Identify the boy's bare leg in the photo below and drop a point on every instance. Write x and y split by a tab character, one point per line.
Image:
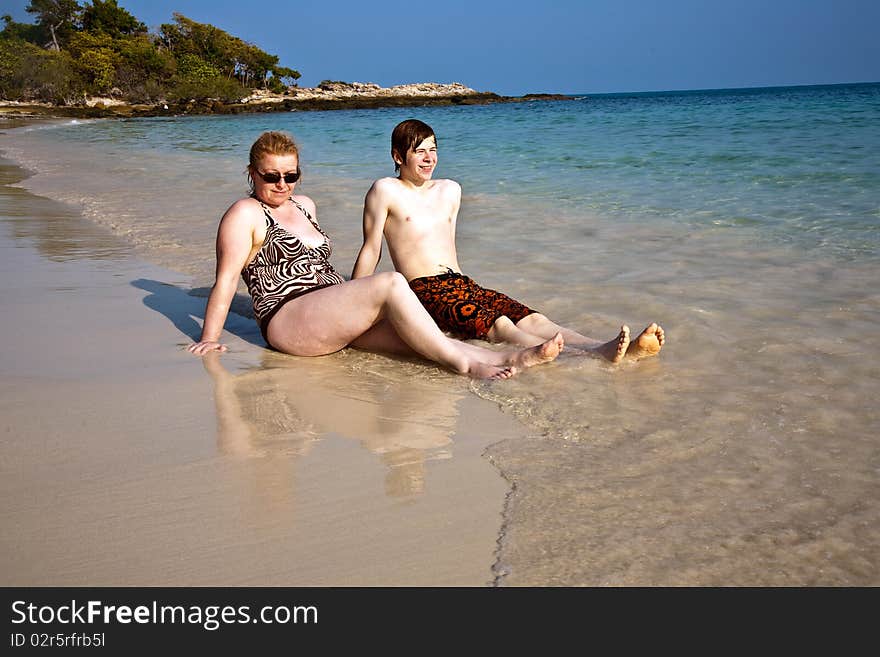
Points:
613	350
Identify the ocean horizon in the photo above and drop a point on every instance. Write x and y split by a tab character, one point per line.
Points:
745	221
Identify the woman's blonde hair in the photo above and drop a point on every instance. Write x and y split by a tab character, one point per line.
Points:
272	142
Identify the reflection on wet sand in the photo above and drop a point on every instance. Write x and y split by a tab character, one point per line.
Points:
287	404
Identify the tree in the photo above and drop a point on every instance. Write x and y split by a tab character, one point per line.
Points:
57	16
107	17
286	75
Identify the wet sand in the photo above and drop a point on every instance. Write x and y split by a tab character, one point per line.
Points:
127	461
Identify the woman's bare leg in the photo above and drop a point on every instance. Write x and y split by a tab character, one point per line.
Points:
329	319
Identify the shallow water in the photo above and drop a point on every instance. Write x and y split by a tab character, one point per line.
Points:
747	223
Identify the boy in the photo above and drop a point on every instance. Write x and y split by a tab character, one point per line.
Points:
417	215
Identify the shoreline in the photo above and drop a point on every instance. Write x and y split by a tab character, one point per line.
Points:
130	462
329	96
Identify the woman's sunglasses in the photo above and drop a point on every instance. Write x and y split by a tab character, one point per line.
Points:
272	177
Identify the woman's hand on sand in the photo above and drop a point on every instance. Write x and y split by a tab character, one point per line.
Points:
206	346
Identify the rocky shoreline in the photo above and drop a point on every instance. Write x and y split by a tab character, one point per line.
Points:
329	95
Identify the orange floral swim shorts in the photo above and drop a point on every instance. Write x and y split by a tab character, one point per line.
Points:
462	307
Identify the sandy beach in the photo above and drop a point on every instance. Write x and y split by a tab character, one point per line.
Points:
127	461
745	455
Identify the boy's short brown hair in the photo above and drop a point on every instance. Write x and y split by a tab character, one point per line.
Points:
406	135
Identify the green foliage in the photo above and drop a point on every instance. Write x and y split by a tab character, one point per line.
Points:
59	17
97	47
218	88
23	31
30	73
106	17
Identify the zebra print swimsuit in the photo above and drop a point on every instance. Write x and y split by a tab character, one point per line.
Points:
285	268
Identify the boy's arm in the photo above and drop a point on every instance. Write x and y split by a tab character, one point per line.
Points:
375	214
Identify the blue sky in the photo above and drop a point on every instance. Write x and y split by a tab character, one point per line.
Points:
514	47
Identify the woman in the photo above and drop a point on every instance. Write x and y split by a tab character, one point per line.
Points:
304	307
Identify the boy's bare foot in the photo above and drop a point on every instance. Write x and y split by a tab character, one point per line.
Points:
492	372
648	343
615	349
543	353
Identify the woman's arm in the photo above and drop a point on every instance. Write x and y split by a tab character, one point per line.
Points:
235	241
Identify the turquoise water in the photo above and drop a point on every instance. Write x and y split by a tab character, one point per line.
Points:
746	222
803	163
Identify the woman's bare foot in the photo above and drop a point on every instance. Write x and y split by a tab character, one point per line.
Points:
492	372
648	343
543	353
615	349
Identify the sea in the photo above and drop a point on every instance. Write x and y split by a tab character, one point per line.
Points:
745	221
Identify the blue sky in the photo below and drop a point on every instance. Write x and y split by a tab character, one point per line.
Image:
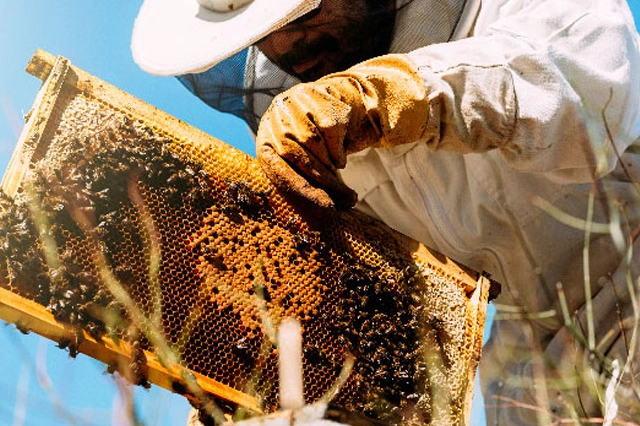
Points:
39	383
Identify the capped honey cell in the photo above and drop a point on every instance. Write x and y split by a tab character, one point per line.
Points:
153	226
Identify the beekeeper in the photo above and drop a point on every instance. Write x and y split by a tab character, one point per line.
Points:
504	134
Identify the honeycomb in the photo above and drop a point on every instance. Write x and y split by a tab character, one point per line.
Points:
122	225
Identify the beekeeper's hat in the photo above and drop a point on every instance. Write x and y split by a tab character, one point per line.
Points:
173	37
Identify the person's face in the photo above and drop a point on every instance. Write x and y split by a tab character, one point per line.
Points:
337	35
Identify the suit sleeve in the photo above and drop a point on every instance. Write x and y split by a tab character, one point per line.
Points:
554	86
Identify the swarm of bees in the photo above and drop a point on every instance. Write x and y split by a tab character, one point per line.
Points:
120	228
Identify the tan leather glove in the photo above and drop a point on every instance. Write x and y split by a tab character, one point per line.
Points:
307	132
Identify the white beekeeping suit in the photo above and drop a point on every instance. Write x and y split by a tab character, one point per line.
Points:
528	169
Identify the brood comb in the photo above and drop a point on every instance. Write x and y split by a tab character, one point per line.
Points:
130	236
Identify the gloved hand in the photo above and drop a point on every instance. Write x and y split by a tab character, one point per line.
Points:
307	132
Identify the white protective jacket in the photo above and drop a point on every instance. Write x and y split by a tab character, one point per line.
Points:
535	103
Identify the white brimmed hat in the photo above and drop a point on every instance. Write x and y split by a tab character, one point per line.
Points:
174	37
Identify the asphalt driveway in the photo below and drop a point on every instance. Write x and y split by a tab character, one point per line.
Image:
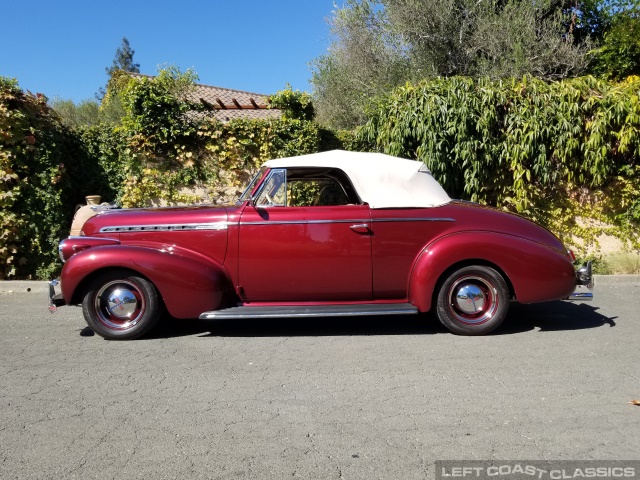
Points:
358	398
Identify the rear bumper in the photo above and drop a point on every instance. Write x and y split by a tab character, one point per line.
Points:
55	299
584	284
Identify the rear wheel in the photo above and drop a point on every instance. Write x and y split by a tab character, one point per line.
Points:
120	305
473	301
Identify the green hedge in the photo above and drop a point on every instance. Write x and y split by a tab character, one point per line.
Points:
562	153
555	152
41	166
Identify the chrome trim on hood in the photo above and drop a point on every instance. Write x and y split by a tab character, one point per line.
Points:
178	227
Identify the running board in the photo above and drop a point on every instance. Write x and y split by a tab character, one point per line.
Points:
312	311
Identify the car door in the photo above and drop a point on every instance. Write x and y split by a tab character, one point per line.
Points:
303	253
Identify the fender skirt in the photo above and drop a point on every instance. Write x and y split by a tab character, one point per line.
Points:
536	272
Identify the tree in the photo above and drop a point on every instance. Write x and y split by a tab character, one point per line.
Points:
617	24
123	59
380	44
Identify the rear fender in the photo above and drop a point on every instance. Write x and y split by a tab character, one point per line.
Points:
188	286
536	272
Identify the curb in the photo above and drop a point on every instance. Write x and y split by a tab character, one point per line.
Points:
42	286
23	286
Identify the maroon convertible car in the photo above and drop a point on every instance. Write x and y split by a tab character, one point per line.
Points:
327	234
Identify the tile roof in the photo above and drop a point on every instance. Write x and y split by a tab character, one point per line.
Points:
227	104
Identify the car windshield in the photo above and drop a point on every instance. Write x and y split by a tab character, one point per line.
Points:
246	195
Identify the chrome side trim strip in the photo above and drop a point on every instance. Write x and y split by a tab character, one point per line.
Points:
422	219
352	220
304	222
164	228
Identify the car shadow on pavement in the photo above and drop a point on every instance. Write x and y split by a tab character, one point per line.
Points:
550	316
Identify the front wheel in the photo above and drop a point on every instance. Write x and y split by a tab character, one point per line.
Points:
119	305
473	301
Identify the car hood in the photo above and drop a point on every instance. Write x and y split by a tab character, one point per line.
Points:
116	221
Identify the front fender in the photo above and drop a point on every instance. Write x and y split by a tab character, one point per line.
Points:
187	286
536	272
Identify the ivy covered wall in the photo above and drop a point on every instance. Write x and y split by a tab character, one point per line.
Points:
564	154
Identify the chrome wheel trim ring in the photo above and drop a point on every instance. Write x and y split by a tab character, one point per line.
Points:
119	305
472	300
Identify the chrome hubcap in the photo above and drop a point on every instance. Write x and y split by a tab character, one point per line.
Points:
473	300
119	305
122	303
470	299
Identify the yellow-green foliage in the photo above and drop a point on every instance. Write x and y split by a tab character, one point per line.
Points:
170	143
39	163
557	152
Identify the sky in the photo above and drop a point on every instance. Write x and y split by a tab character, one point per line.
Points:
61	48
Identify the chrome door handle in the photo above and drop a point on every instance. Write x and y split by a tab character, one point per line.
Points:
360	228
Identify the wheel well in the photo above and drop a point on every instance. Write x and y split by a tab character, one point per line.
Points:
469	263
83	286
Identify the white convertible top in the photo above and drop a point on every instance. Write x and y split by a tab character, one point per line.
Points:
381	180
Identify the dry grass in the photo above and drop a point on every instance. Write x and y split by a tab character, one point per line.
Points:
623	263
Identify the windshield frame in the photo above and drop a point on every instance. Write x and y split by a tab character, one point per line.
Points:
252	187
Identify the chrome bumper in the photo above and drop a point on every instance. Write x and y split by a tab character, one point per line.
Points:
55	300
584	284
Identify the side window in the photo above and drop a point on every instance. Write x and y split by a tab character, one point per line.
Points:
305	188
315	192
274	192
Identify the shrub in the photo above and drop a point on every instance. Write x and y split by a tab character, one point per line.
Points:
553	151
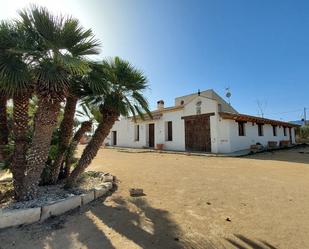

▶ _Stated problem_
Keep only the lines above that contain the word "side" and copy each of them out. Count a match only when the case is the same.

▶ _Written reply_
Identify the chrome side trim strip in the photo above and drop a point on every instance. Write x and y split by a tab character, one point per line.
Identify the side window in the photo above and drop a point on every instance. Write x and y split by a tab character, one point per line.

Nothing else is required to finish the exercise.